## Data
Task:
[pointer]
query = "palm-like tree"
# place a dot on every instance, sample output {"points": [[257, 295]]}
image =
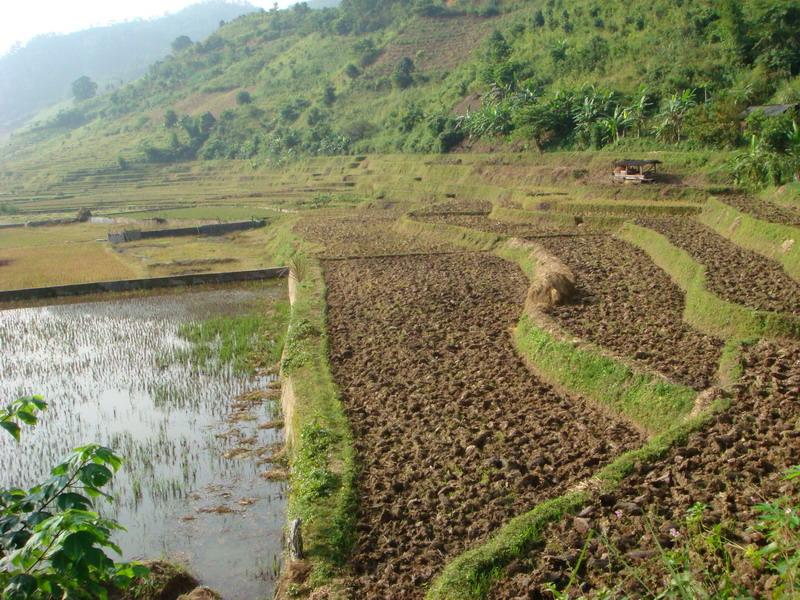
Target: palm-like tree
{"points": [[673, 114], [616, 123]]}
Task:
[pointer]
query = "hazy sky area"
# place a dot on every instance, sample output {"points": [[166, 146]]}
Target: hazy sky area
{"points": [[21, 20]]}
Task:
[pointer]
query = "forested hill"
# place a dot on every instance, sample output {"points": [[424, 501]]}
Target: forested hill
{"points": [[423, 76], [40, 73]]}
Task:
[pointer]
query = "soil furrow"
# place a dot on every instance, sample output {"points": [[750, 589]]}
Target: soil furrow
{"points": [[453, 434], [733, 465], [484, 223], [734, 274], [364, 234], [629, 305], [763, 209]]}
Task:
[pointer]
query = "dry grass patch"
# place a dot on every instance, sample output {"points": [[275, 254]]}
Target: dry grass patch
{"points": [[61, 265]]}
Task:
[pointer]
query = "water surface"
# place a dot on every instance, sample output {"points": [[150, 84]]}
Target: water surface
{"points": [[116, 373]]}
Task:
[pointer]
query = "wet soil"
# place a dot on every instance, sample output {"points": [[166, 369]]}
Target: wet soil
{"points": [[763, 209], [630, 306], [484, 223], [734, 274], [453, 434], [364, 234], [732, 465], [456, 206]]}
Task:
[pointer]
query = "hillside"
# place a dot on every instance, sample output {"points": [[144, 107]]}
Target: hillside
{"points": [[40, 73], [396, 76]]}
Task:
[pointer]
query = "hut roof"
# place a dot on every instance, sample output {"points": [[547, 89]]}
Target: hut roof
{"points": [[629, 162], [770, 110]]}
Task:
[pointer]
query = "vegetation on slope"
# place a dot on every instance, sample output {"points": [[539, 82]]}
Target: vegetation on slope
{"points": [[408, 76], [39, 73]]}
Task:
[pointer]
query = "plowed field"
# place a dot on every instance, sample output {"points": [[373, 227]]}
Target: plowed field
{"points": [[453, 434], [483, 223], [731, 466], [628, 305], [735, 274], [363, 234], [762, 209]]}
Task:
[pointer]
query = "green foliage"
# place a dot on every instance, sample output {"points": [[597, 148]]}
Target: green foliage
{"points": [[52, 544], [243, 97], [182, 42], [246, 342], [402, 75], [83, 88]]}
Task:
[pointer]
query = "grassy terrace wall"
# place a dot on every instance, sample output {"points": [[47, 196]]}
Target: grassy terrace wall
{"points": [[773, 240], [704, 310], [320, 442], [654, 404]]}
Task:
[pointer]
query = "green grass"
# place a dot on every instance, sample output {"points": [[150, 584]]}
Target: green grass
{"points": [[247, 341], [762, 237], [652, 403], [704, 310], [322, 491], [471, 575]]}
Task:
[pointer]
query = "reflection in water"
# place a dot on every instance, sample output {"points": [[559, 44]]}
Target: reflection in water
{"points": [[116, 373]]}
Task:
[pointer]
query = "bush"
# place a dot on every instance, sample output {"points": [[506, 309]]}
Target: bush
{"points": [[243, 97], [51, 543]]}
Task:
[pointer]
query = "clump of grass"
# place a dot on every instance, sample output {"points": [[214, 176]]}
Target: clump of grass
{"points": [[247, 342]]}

## Directions for this task
Would you repeat the listing word for word and skip every picture?

## Response
Task:
[pointer]
query = "palm-like tree"
# place a dot on every instance, sample output {"points": [[257, 295]]}
image =
Target: palm-like tree
{"points": [[673, 114], [616, 123]]}
Task:
[pointer]
query = "hazy sky area"
# place a dot on every instance, sample output {"points": [[166, 146]]}
Target: hazy sky area
{"points": [[21, 20]]}
Task:
[pointer]
query = "forested hill"
# place a dot on every instance, sample output {"points": [[424, 501]]}
Target: forested hill
{"points": [[423, 76], [40, 73]]}
Task:
[pointer]
query = "soil furrow"
# place a dot on every instance, sample output {"points": [[750, 589]]}
Target: soil furrow
{"points": [[453, 434], [733, 465], [484, 223], [734, 274], [364, 234], [629, 305], [763, 209]]}
Task:
[pointer]
query = "dry grass patch"
# place a dot on every instance, sample output {"points": [[275, 254]]}
Target: dry grass patch
{"points": [[61, 265]]}
Task:
[pointer]
query = "water surface"
# place a dot on every instance, sample output {"points": [[150, 84]]}
Target: water surface
{"points": [[116, 373]]}
Task:
[pointer]
query = "wet soil"
# place a dot on every instance, sample output {"points": [[166, 369]]}
Target: wet soil
{"points": [[763, 209], [630, 306], [484, 223], [734, 274], [453, 434], [364, 234], [732, 465], [456, 206]]}
Task:
[pointer]
query = "hillside"
# place a dot on every instance, sample output {"points": [[144, 107]]}
Target: hillside
{"points": [[40, 73], [396, 76]]}
Task:
[pointer]
query = "hut roof"
# place a dot on every instance, sample output {"points": [[547, 89]]}
Target: hut roof
{"points": [[629, 162], [770, 110]]}
Task:
[pointer]
query = "vegetation on slope"
# place a dot on every instance, sample output {"points": [[539, 82]]}
Target: vegetation on slope
{"points": [[408, 76], [39, 73]]}
Task:
[pointer]
query = "plowed field"
# place a dot on every instance, sample output {"points": [[373, 227]]}
Target: plowed field
{"points": [[453, 434], [483, 223], [731, 466], [628, 305], [735, 274], [363, 234], [762, 209]]}
Task:
[pointer]
query = "green foliage"
# place a dot on every instance, sample output {"points": [[597, 148]]}
Target: green foliage
{"points": [[52, 544], [243, 97], [182, 42], [246, 342], [402, 75], [83, 88]]}
Task:
[pointer]
query = "grassy terrace wall"
# place a dot on every instance, sample output {"points": [[47, 196]]}
Target: grassy terrace wall
{"points": [[773, 240], [704, 310], [320, 442], [654, 404]]}
Task:
[pointer]
query = "green grass"
# place a dot on every instance, sample output {"points": [[150, 584]]}
Target: green grass
{"points": [[247, 341], [762, 237], [652, 403], [704, 310], [322, 491], [471, 575]]}
Task:
[pointer]
query = "reflection in water"
# place a dot on every instance, sample output {"points": [[559, 44]]}
Target: reflection in water
{"points": [[116, 373]]}
Task:
[pointer]
query = "bush"
# place a dot on every instance, sample output {"points": [[506, 309]]}
Target: bush
{"points": [[243, 97], [51, 543]]}
Task:
[pointer]
query = "clump of grass"
# place a dot on every instance, sample output {"points": [[214, 176]]}
Target: clump of grass
{"points": [[247, 342]]}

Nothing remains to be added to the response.